──────── DOCUMENT SECTION ────────

MANILA, Philippines – According to think tanks, the current version of the public utility vehicle (PUV) modernization program is not the answer to the country’s current transportation problem.
During a House briefing on Thursday, October 19, IBON Foundation and AGHAM – Advocates for Science and Technology for the People said the program does not address the “lack of public mass transport system.”
“The goal is for a publicly owned (transport system for) the welfare of the riding public. Finally, we propose that there should be a comprehensive public transport plan for individual vehicle type,” Glenis Balangue, IBON Foundation’s senior researcher said.
The House committee on transportation called for the meeting with transport officials after a two-day strike by jeepney operators and drivers over the government’s plan to replace jeepneys that are older than 15 years. (WATCH: Abala ba ang transport strike?)
The think tanks said the government should not pass the burden of buying new and “expensive” jeepney models if the goal is to promote affordable, safe, and up-to-standard transport system.
Instead of giving the funds from the Comprehensive Automotive Resurgence Strategy program to foreign car manufacturers, IBON Foundation said it can be used to subsidize the cost of jeepneys through cooperatives.
In their position papers submitted to the committee, the think tanks suggested a “Palit Jeepney” program which focuses on evaluating the roadworthiness of public utility jeepneys (PUJ).

──────── DATA ROWS ────────

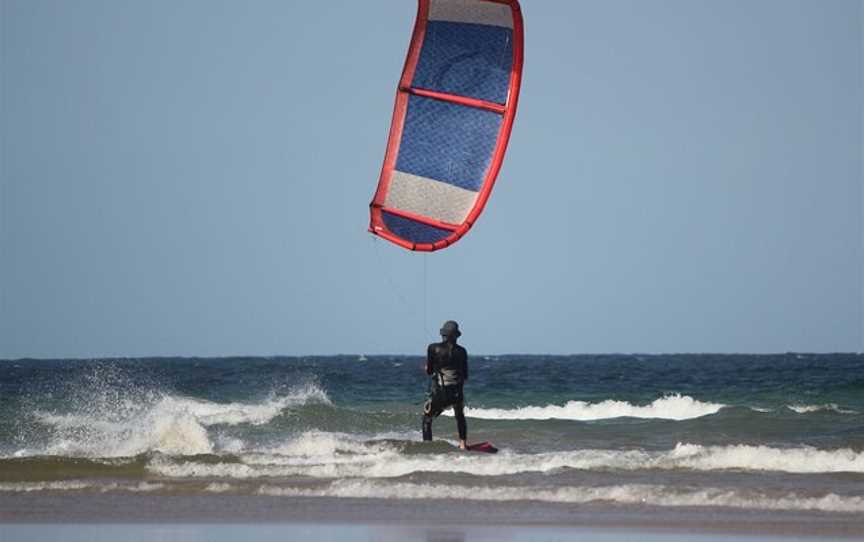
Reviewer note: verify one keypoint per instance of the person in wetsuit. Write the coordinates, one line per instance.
(447, 364)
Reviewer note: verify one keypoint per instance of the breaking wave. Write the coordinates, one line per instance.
(832, 407)
(670, 407)
(331, 456)
(158, 423)
(656, 495)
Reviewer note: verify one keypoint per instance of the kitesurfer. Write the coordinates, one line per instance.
(447, 363)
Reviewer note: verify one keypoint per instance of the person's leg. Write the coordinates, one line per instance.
(430, 412)
(461, 426)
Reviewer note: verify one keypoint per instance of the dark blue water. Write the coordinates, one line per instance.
(771, 432)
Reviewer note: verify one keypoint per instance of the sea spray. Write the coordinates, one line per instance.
(670, 407)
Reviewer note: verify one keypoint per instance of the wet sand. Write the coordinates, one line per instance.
(41, 516)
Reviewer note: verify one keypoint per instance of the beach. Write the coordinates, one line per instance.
(591, 448)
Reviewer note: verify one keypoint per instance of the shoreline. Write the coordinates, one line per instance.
(107, 509)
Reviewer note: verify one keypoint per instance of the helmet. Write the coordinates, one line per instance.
(450, 329)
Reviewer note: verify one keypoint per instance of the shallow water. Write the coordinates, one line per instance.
(778, 433)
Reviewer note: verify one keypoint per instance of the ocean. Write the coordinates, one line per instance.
(771, 435)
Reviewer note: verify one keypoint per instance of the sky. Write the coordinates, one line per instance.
(192, 177)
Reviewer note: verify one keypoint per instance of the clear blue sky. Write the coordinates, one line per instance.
(192, 178)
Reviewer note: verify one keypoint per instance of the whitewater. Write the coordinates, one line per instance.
(672, 432)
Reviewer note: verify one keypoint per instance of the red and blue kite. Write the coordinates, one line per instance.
(454, 111)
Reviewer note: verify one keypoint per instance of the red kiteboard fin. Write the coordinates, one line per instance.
(485, 447)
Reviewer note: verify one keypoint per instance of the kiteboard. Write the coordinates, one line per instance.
(484, 447)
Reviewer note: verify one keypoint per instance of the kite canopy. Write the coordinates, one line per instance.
(454, 111)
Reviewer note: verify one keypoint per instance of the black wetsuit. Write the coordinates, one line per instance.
(447, 363)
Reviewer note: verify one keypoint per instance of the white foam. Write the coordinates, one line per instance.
(331, 456)
(656, 495)
(831, 407)
(670, 407)
(166, 424)
(78, 485)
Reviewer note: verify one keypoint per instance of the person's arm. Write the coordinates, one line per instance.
(429, 368)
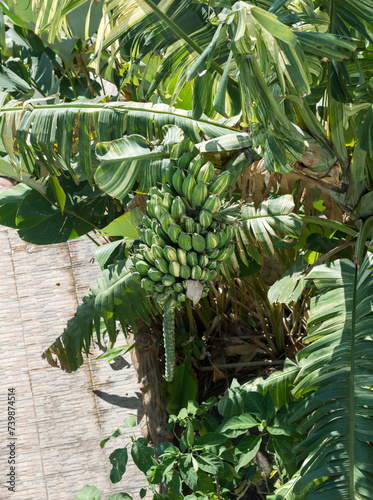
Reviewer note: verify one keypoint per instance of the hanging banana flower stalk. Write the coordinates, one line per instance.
(186, 233)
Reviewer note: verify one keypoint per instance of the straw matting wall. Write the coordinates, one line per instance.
(60, 418)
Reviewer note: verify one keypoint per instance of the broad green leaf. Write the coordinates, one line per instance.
(125, 225)
(88, 493)
(118, 458)
(273, 25)
(58, 192)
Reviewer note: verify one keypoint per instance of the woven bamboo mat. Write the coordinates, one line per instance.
(60, 418)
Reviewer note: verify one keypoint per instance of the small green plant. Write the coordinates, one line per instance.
(215, 445)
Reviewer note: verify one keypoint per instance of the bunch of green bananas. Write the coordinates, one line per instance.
(186, 233)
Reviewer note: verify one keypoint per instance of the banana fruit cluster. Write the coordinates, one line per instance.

────────

▶ [REQUIREMENT 1] Condense the paragraph of the article on jeepney modernization that begins "The think tanks said the government should not pass" into a single shorter sentence.
▶ [REQUIREMENT 2] Copy the passage of the article on jeepney modernization that begins at the words "The House committee" and stops after "up-to-standard transport system.".
The listing has no role in this exercise.

▶ [REPLY 1] If the aim is an affordable, safe, up-to-standard transport system, the think tanks argued, the government should not pass on the burden of buying new, expensive jeepney models.

▶ [REPLY 2]
The House committee on transportation called for the meeting with transport officials after a two-day strike by jeepney operators and drivers over the government’s plan to replace jeepneys that are older than 15 years. (WATCH: Abala ba ang transport strike?)
The think tanks said the government should not pass the burden of buying new and “expensive” jeepney models if the goal is to promote affordable, safe, and up-to-standard transport system.